_SOURCE PASSAGE:_
>>>>

I’ve mentioned before the Felix Cats Create YouTube channel, and that is where you will find my first reading-music playlist (with more to come!). It’s an hour of music with autumn vibes and sleeping cats.

Please check it out on the Felix Cats Create YouTube channel or Patreon page.

Have a wonderful day!

The reviews found here are my personal opinions, not meant to hurt or detract from others. The act of writing a books is monumental, as anyone who has tried it knows. Having a book professionally published is a feat to be celebrated. In this sense, the quality of the book does not matter. The authors who have written and published them (either through publishing houses or self) have bared their souls to the rest of us and it is not my intention to hurt them, or people who enjoy their books. These reviews are so that people who have interest in a book, but are not sure if it is for them, can get a better idea. I will try my best not to include major spoilers, but I will include mentions of content that I find problematic, as well as content that shines.

<<<<

_DATA LINES:_
>>>>

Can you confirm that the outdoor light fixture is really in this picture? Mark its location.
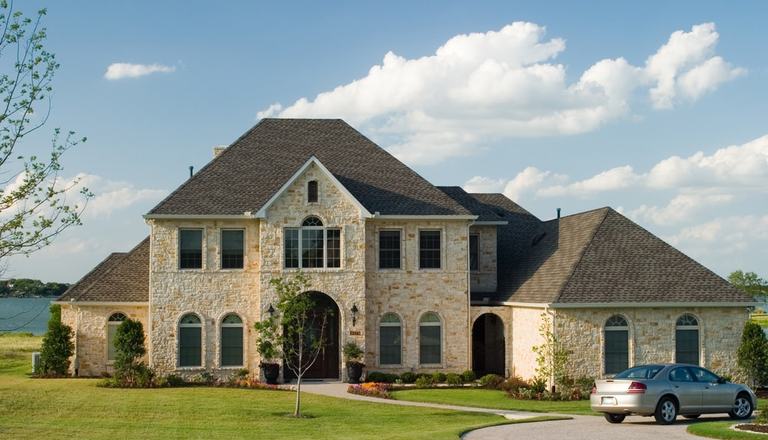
[350,304,357,327]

<<<<

_EXERCISE INSTRUCTIONS:_ In the source passage above, condense the paragraph beginning "The reviews found here are my personal opinions" into a short bulleted list that keeps its main facts.

_ANSWER FOR THE TASK:_
- The reviews are personal opinions, not meant to hurt or detract from others.
- Writing a book is a monumental act, and getting one professionally published is a feat worth celebrating, regardless of the book's quality.
- Authors, whether published through publishing houses or self-published, have bared their souls, and there is no intention to hurt them or their readers.
- The reviews aim to help people who are interested in a book but unsure whether it suits them.
- Major spoilers will be avoided where possible, but both problematic content and content that shines will be mentioned.